**ОТРЫВОК ДЛЯ ЧТЕНИЯ:**
ПРИНЦЫ ОДИНОЧЕСТВА
Цветков А. Король утопленников: Прозаические тексты
Алексея Цветкова, расставленные по размеру. — М.:
Common place, 2014. — 224 с.
Начиная разговор о книге Алексея Цветкова-младшего (далее — Цветков), нужно упомянуть об издательском проекте «Common place», в рамках которого она вышла. Он объединяет причастных к левой публицистике людей, анонимным образом выпускающих самые разнообразные книги; здесь вышли сборники статей известных журналистов Елены Костюченко и Павла Пряникова, Манифест коммунистической партии и роман Кретьена де Труа «Ланселот, или Рыцарь телеги». Набор не самый очевидный, и есть искушение представить сборник Цветкова как точку схождения многогранных интересов издательства: история левого движения, актуальная журналистика, европейская классика. Все это существует в рамках общего места (common place), которое освобождается от своего пейоративного значения и становится местом, где любой культурный жест приобретает политическое значение.

**ЗАДАНИЯ:**
- A) Выпишите из листинга без изменений строки, начиная со строки, содержащей «[segment] bush», и заканчивая строкой, содержащей «15], [192, 11]]», включительно.
- B) Напишите продолжение рецензии на книгу Алексея Цветкова «Король утопленников», начиная после ее последнего предложения.
Рецензия и листинг взяты из разных источников.

**ЗАПИСИ:**
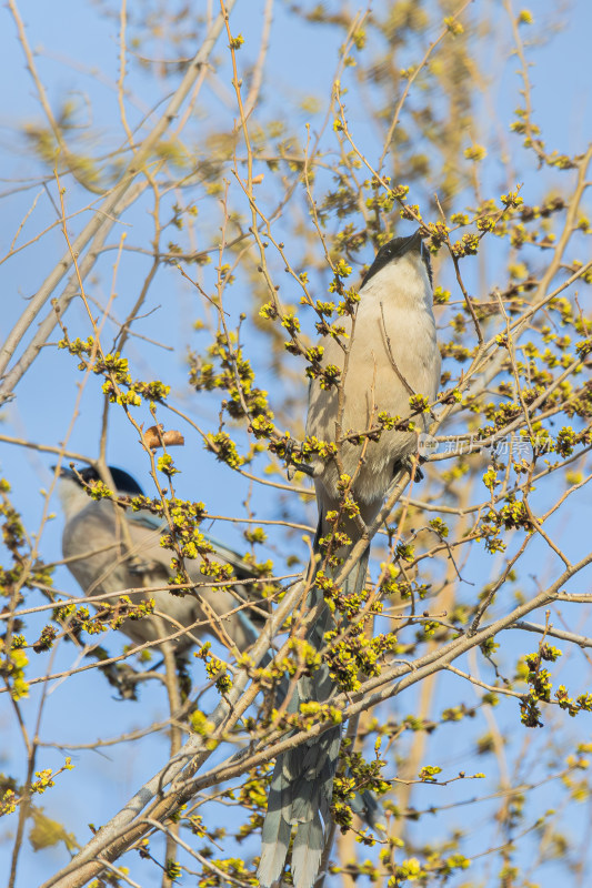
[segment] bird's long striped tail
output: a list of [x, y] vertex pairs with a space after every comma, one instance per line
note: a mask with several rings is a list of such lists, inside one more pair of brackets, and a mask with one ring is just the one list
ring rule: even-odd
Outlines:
==
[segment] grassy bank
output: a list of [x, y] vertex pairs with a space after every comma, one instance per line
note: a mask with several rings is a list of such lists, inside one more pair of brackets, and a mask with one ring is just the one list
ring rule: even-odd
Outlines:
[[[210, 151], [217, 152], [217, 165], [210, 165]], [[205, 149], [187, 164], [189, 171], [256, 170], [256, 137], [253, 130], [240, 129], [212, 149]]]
...
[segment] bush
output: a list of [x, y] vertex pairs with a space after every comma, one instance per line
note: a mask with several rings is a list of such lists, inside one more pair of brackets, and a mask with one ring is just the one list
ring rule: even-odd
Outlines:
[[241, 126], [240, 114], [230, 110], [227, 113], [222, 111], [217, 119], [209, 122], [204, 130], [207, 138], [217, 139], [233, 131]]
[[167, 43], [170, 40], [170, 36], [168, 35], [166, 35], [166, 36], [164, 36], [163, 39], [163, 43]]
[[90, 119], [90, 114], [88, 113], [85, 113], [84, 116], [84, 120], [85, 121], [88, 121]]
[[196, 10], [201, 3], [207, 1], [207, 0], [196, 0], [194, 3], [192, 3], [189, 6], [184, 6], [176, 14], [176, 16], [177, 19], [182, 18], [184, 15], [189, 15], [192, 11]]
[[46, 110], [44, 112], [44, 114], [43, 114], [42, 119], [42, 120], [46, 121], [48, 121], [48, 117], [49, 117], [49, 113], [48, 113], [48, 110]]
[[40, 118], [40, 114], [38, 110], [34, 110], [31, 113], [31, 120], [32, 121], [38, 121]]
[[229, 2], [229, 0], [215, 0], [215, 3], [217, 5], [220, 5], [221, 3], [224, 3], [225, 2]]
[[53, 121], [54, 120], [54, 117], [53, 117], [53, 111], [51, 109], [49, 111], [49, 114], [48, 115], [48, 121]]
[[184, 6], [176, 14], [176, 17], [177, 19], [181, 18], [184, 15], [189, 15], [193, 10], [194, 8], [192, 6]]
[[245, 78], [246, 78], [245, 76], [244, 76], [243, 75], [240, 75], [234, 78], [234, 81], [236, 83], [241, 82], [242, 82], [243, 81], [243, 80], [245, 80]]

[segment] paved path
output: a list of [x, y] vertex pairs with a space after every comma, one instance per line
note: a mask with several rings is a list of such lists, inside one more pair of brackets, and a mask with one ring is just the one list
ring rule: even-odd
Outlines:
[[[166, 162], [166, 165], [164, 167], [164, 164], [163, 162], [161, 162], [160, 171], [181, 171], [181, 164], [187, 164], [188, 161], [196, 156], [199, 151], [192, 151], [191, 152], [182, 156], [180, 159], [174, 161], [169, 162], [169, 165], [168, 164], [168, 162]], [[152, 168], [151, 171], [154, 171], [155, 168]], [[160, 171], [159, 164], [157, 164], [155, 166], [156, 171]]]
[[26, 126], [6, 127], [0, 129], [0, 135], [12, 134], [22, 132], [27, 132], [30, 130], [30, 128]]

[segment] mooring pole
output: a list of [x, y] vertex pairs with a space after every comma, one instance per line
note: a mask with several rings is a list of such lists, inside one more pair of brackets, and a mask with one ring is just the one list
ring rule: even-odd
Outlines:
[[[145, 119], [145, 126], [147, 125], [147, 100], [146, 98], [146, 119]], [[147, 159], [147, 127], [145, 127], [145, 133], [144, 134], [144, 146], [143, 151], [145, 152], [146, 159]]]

**ОТВЕТЫ ПО ПОРЯДКУ:**
- A)
[segment] bush
output: a list of [x, y] vertex pairs with a space after every comma, one instance per line
note: a mask with several rings is a list of such lists, inside one more pair of brackets, and a mask with one ring is just the one list
ring rule: even-odd
Outlines:
[[241, 126], [240, 114], [230, 110], [227, 113], [222, 111], [217, 119], [209, 122], [204, 130], [207, 138], [217, 139], [233, 131]]
[[167, 43], [170, 40], [170, 36], [168, 35], [166, 35], [166, 36], [164, 36], [163, 39], [163, 43]]
[[90, 119], [90, 114], [88, 113], [85, 113], [84, 116], [84, 120], [85, 121], [88, 121]]
[[196, 10], [201, 3], [207, 1], [207, 0], [196, 0], [194, 3], [192, 3], [189, 6], [184, 6], [176, 14], [176, 16], [177, 19], [182, 18], [184, 15], [189, 15], [192, 11]]

- B)
Политическим активизмом Цветков занимается уже более двадцати лет, начиная с событий 1991 года. Об этих эпизодах его биографии рассказано в мемуарной книге «Баррикады в моей жизни», на которую ссылается историк акционизма Павел Митенко, рассматривающий эти события через категорию сообщества как «общего места(выделено мной. — Д.Л.) проявления различий»[3]. Современные теоретики описывают сообщество как взаимодействие сингулярностей с их «непредсказуемостью и воплощенной возможностью перемены»[4]. «Нарастающий поток, сметающий прежние мифы и идентичности»[5], без труда обнаруживается в публицистических «Баррикадах…», где повествователь почти неотличим от фигуры биографического автора. В восприятии своей политической биографии как литературного сюжета у Цветкова не так много предшественников, и центральное место среди них занимает, конечно, Эдуард Лимонов[6]. Именно он в 1990-е годы создал своеобразный эталон «революционной литературы» как исповеди о политических пристрастиях и противостоянии репрессивным аппаратам государства. Кажется, никто из политизированных литераторов последних пятнадцати лет не избежал этого влияния, а такие ключевые фигуры литературного мейнстрима, как Захар Прилепин и Сергей Шаргунов, и вовсе сделали себе карьеру на использовании основных мотивов прозы Лимонова (эгоцентризм, антиинтеллектуализм, упоение милитаристской эстетикой etc.).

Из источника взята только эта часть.